What is required — Retype the records word for word. Skip every image.

[Referring expression data]
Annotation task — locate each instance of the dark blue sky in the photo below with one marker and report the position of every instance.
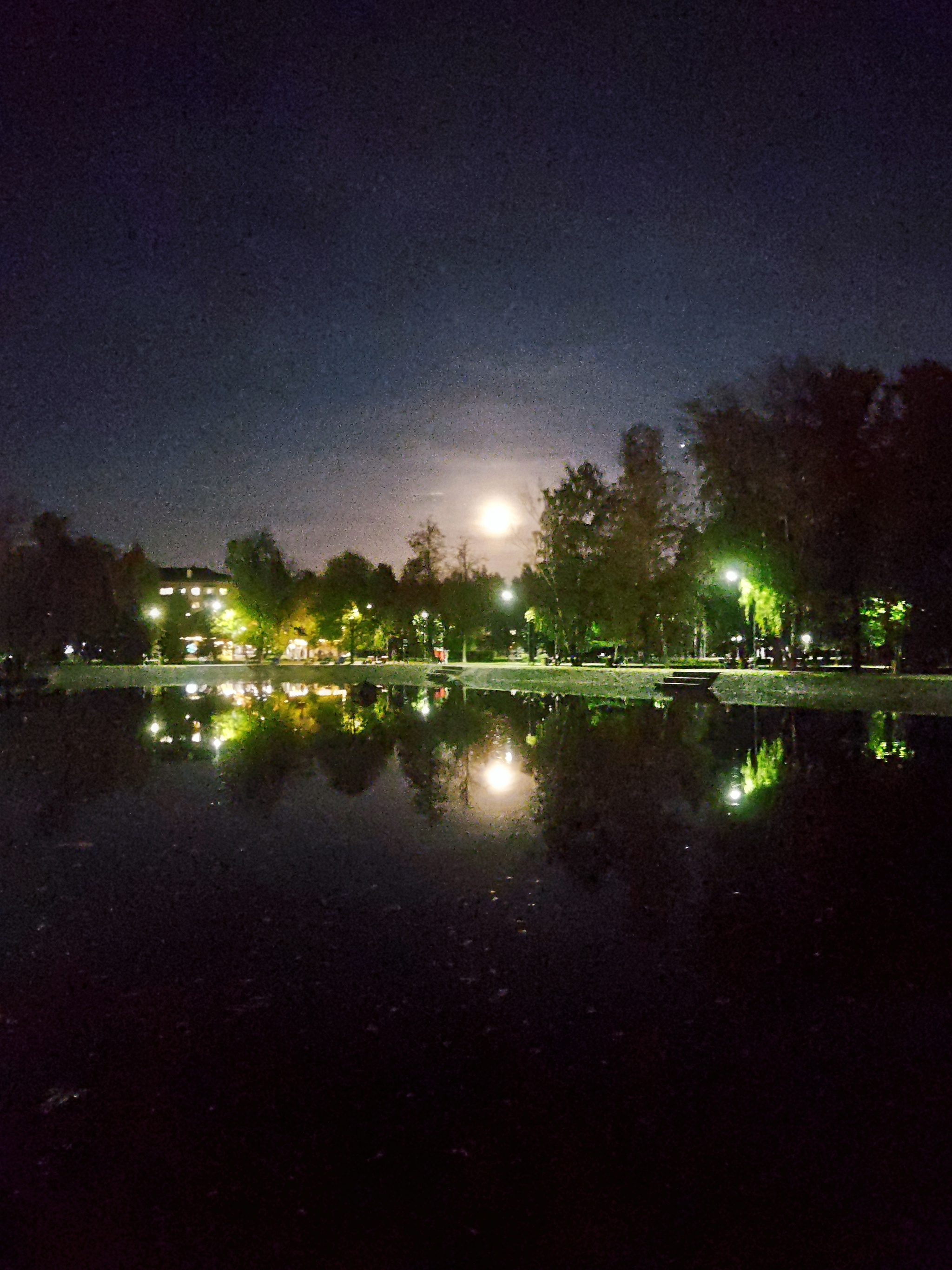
(337, 267)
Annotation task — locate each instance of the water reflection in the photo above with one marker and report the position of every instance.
(719, 939)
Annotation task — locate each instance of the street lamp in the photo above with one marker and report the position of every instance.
(737, 578)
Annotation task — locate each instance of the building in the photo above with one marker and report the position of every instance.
(187, 602)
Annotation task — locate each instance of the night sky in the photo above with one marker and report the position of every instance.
(334, 267)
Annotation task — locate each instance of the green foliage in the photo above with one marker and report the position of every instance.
(58, 590)
(763, 605)
(572, 548)
(266, 586)
(885, 620)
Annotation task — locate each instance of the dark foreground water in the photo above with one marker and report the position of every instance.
(403, 979)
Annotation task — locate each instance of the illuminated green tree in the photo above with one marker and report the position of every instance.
(267, 590)
(572, 549)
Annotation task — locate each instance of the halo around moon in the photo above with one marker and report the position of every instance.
(497, 520)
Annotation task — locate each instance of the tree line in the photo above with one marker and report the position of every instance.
(815, 515)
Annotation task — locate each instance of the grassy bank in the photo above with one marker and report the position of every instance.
(907, 694)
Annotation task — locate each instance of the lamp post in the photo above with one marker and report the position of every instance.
(735, 577)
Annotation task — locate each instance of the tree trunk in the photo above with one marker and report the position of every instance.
(856, 634)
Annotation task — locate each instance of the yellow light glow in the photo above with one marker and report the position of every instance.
(498, 520)
(499, 777)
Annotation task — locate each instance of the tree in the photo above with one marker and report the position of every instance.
(355, 600)
(469, 596)
(59, 592)
(266, 586)
(641, 598)
(570, 549)
(421, 582)
(790, 480)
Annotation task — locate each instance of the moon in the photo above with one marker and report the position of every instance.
(497, 520)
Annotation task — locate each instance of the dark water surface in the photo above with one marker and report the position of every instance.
(405, 979)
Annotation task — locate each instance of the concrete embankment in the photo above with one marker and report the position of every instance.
(907, 694)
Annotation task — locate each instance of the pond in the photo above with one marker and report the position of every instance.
(300, 976)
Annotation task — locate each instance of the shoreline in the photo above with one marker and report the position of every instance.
(810, 690)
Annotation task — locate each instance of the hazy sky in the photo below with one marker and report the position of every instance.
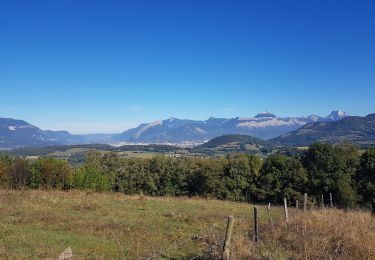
(105, 66)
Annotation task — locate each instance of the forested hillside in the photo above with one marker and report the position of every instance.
(322, 169)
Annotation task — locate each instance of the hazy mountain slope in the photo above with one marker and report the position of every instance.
(18, 133)
(353, 129)
(264, 125)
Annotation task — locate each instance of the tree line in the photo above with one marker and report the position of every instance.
(341, 170)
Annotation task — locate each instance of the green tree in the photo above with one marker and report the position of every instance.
(331, 168)
(366, 178)
(281, 177)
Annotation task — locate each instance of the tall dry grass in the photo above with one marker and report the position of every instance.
(321, 234)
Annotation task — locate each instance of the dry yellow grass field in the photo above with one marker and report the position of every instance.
(41, 224)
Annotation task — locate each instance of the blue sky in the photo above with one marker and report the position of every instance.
(105, 66)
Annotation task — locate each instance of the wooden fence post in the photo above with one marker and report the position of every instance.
(286, 211)
(330, 200)
(313, 205)
(256, 228)
(228, 237)
(269, 215)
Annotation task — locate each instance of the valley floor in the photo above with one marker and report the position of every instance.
(41, 224)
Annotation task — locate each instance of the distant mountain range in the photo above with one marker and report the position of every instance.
(353, 129)
(18, 133)
(264, 125)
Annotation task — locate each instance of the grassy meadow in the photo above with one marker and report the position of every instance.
(41, 224)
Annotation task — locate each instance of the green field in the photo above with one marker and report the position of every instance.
(37, 224)
(41, 224)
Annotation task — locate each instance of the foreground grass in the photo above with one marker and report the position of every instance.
(41, 224)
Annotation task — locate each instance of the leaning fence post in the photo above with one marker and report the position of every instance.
(269, 214)
(313, 204)
(228, 237)
(286, 210)
(256, 228)
(305, 202)
(330, 200)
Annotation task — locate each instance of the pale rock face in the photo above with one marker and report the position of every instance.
(143, 129)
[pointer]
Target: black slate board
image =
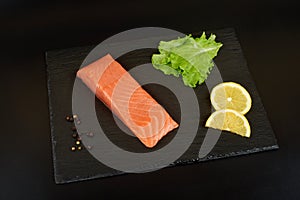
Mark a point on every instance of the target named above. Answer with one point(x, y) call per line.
point(69, 166)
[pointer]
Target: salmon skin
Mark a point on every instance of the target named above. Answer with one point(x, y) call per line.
point(123, 95)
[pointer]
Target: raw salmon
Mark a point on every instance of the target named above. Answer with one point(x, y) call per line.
point(121, 93)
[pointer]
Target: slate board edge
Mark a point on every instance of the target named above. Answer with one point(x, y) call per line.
point(187, 162)
point(178, 163)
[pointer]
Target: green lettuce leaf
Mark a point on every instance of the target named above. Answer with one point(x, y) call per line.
point(189, 57)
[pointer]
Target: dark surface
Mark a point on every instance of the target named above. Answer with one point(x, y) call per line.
point(269, 33)
point(62, 66)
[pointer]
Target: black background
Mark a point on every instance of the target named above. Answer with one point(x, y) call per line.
point(269, 33)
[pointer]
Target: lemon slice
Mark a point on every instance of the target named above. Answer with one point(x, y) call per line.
point(229, 120)
point(230, 95)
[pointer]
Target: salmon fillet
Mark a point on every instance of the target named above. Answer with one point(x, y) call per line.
point(123, 95)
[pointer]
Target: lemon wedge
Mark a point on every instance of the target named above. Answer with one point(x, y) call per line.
point(229, 120)
point(230, 95)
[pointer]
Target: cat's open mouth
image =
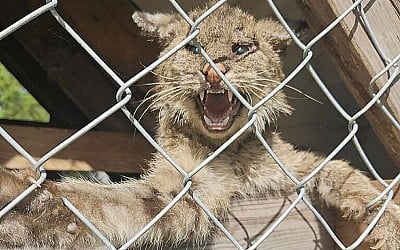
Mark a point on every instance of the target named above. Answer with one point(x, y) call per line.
point(218, 109)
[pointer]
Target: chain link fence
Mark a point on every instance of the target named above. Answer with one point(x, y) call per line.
point(123, 95)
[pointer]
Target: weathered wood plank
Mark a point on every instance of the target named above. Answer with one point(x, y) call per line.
point(112, 152)
point(358, 61)
point(249, 219)
point(348, 231)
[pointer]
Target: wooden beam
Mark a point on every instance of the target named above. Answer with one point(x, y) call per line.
point(249, 219)
point(357, 60)
point(348, 231)
point(112, 152)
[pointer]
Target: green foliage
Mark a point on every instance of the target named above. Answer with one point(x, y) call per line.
point(16, 103)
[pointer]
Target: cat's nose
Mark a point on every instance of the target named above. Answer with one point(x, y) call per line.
point(212, 76)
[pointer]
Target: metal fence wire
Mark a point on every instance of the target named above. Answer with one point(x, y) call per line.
point(123, 96)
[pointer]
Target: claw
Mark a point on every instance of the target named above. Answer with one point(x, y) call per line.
point(346, 214)
point(379, 244)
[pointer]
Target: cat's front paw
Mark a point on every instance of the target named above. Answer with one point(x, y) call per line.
point(13, 183)
point(386, 234)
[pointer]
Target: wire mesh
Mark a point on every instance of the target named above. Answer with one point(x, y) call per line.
point(124, 94)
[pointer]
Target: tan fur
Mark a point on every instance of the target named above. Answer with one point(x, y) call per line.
point(244, 169)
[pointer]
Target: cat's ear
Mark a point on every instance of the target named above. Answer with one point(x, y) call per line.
point(276, 35)
point(161, 26)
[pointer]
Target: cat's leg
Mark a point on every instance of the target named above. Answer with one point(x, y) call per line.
point(341, 186)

Response to the exercise —
Annotation task — locate each instance of the dark blue sky in the photo below with one marker and report the position of every instance.
(337, 267)
Annotation task — locate each instance of the water reflection in the photo above with one marker and report the position of every instance.
(719, 939)
Annotation task — locate each instance of the street lamp in the photo above with one marker and report the position of every instance.
(737, 578)
Annotation task — locate each instance of the building in the photo above with one marker and report the position of every instance.
(187, 602)
Annotation task — locate each instance of the night sky in the photo above with one marker and report the position of every instance.
(334, 267)
Annotation task — locate each instance of the green foliage in the photo above with one marker and report the position of every instance.
(58, 590)
(763, 605)
(572, 548)
(266, 586)
(885, 620)
Annotation task — locate each instance of the dark foreground water in the photo above with one marker and report the position of every instance.
(403, 979)
Annotation task — locate each instance of the illuminated green tree in the photo above with one marker and report the position of every instance.
(267, 590)
(572, 549)
Annotation task — locate each instance of the halo around moon in the photo above with one marker and report the position of every instance.
(497, 520)
Annotation task — locate each instance of the tree line in the photo above with one marker and report the position of every instance.
(815, 515)
Annotation task — locate each instance of the grassy bank in the photo above with one marker and report the position of every instance.
(907, 694)
Annotation task — locate each instance of the lamp post in the photo above with one marker and report the position of every instance.
(735, 577)
Annotation task — locate each instance of the tree trunk in the photo above with one marker and report the position of every instance.
(856, 634)
Annotation task — locate each instance of the yellow light glow in the photo above with one marker and report the position of every instance.
(498, 520)
(499, 777)
Annotation task — locate each instance of the tree in the photo above with one marker and report the position of every instance.
(355, 600)
(469, 596)
(59, 592)
(266, 586)
(641, 598)
(570, 549)
(421, 582)
(790, 480)
Annotation task — locate each instance of the moon in the photo above with one marker and report the position of every instance.
(497, 520)
Annotation task — locate each instance of the dark water surface in the photo above with one marker and report the position of every instance.
(405, 979)
Annotation task — locate each instance of the concrete embankment in the photo above with one marker and report the position of every instance.
(907, 694)
Annotation task — locate each instance of the pond in the photo above with one marker and report the position of every instance.
(300, 976)
Annotation task — locate each instance of the shoreline in the photo above with one marker and report the position of every instance.
(810, 690)
Annotation task — locate each instance of the hazy sky in the photo below with one marker and report the position of every instance.
(105, 66)
Annotation task — locate each instance of the forested hillside in the photo above with one marker and report the position of every instance.
(322, 169)
Annotation task — locate each instance of the hazy mountain slope in the photo above with one marker and report the position of every instance.
(18, 133)
(353, 129)
(264, 125)
Annotation task — locate each instance of the tree line in the photo above with one marker and report the position of every instance.
(341, 170)
Annotation task — locate each instance of the green tree in the photo above with one marker and report the position of every instance.
(331, 168)
(366, 178)
(281, 177)
Annotation task — locate each instance of the tall dry grass in the photo above with one marker and report the position of every instance.
(321, 234)
Annotation task — locate each instance of the dry yellow grass field in the photo above with one marker and report the position of every instance.
(41, 224)
Annotation task — locate each instance of the blue sky in the photo above with one marker and report the position of every instance.
(105, 66)
Annotation task — locate each instance of the wooden fence post in the photo above with one marker and report the position of every instance.
(286, 211)
(330, 200)
(313, 205)
(256, 228)
(228, 237)
(269, 215)
Annotation task — locate each instance of the valley floor in the photo above with one marker and report the position of every instance.
(41, 224)
Annotation task — locate each instance of the distant mountain range in the photo above with one marker and report the position of every instance.
(353, 129)
(18, 133)
(264, 125)
Annotation task — locate each instance of the grassy meadow in the photo above with one marker and report the position of every instance.
(41, 224)
Annotation task — locate each instance of the green field in the photo above with one marker and report the position of every instance.
(37, 224)
(41, 224)
Annotation task — locate each instance of the foreground grass in the photo above with one marker and report the position of every instance.
(41, 224)
Annotation task — locate each instance of the leaning fence post in the photo above with one marker and report the position of every instance.
(269, 214)
(313, 204)
(228, 237)
(286, 210)
(256, 228)
(305, 202)
(330, 200)
Annotation task — locate each instance of the pale rock face in the photo above with one marker and report the position of every instance.
(143, 129)
[pointer]
Target: black slate board
image =
Mark a point on every instance of the target named above. Answer with one point(x, y) call per line.
point(69, 166)
[pointer]
Target: salmon skin
Mark a point on every instance of the target named above. Answer with one point(x, y) call per line.
point(123, 95)
[pointer]
Target: raw salmon
Mark a point on every instance of the target named above. Answer with one point(x, y) call per line.
point(121, 93)
[pointer]
Target: slate board edge
Mark a point on every instance of the target named above. Answer with one point(x, y) call per line.
point(187, 162)
point(178, 163)
[pointer]
Target: green lettuce leaf
Mark a point on every instance of the target named above. Answer with one point(x, y) call per line.
point(189, 57)
[pointer]
Target: dark surface
Mark a point on every instance of the target named above. Answer with one point(x, y) call per line.
point(269, 33)
point(62, 66)
[pointer]
Target: black background
Mark a point on every instance of the target named above. Answer with one point(x, y) call per line.
point(269, 33)
[pointer]
Target: lemon slice
Mark a point on every instance of the target named above. Answer with one point(x, y) call per line.
point(229, 120)
point(230, 95)
[pointer]
Target: salmon fillet
Mark a point on every instance of the target named above. Answer with one point(x, y) call per line.
point(123, 95)
[pointer]
Target: lemon wedge
Mark a point on every instance of the target named above. Answer with one point(x, y) call per line.
point(229, 120)
point(230, 95)
[pointer]
Target: cat's open mouth
image =
Mark a point on every instance of the target named above. Answer with one point(x, y) call per line.
point(218, 109)
[pointer]
Target: chain link fence
Mark a point on every instance of the target named above. Answer with one point(x, y) call per line.
point(123, 95)
[pointer]
Target: weathered wood plank
Mark a point on every instance of the target named above. Answer with one point(x, y) call per line.
point(112, 152)
point(358, 61)
point(249, 219)
point(348, 231)
[pointer]
Target: wooden beam
Mark a point on every instance of the target named above. Answer with one point(x, y) call per line.
point(249, 219)
point(357, 60)
point(348, 231)
point(112, 152)
[pointer]
Target: green foliage
Mark a point on every instance of the target named above. Answer with one point(x, y) call per line.
point(16, 103)
[pointer]
Target: cat's nose
Mark a point on every instance of the target named above. Answer with one point(x, y) call per line.
point(212, 76)
[pointer]
Target: metal fence wire
Mark a point on every instance of the target named above. Answer with one point(x, y) call per line.
point(123, 96)
[pointer]
Target: claw
Mark a point on every instance of the target named above. Answer with one point(x, y) call per line.
point(346, 214)
point(379, 244)
[pointer]
Target: cat's front paw
Mark a point on every instance of the target named above. Answer with one point(x, y) call per line.
point(13, 183)
point(386, 234)
[pointer]
Target: wire mesh
Mark a point on every instance of the target named above. Answer with one point(x, y) call per line.
point(124, 94)
[pointer]
Target: tan fur
Mark a point on every instance of the target named above. Answer with one point(x, y) call per line.
point(244, 169)
[pointer]
Target: cat's ear
Mark a point on every instance of the target named above. Answer with one point(x, y) call per line.
point(276, 35)
point(161, 26)
[pointer]
Target: cat's leg
Mark a point on every instance of the target named above. Answer with one point(x, y) call per line.
point(341, 186)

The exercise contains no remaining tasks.